> **DATA PROVIDED**
▼

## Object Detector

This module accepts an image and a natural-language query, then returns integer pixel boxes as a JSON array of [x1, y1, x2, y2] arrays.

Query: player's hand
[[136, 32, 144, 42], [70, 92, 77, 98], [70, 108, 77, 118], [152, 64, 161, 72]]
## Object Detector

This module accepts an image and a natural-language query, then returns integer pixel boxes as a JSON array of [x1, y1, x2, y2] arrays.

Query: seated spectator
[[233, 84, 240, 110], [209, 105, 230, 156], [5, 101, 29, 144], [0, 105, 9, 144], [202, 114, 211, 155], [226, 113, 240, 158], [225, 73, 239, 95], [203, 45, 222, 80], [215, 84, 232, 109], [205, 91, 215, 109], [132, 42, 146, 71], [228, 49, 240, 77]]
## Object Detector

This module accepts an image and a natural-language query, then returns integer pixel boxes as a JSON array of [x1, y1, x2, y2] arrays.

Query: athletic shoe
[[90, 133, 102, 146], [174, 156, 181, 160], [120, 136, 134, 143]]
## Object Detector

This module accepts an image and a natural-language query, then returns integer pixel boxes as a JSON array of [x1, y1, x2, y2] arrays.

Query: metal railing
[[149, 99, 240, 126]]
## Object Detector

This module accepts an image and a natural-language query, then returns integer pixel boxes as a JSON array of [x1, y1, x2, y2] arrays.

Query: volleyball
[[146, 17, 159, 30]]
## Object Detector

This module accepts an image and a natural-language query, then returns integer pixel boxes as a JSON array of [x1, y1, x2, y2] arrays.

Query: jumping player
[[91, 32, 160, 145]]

▲
▼

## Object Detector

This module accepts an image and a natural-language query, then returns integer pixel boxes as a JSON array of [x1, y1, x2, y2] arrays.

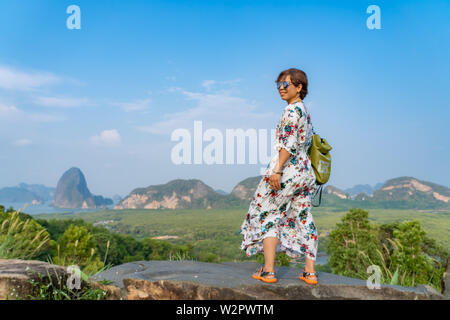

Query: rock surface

▲
▼

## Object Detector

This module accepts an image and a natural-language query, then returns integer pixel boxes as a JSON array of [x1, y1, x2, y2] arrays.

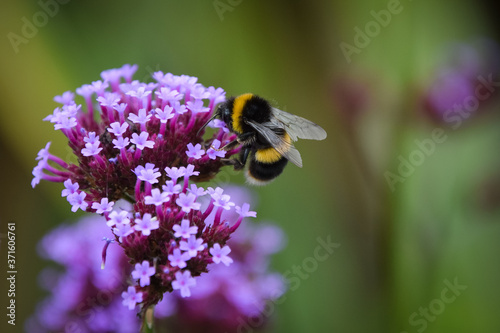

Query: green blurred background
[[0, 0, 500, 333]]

▲

> **WHAT IS ASKED**
List every line of the items above that contains the string "player", matching case exactly.

> **TASK RESPONSE**
Query: player's hand
Query: jumping player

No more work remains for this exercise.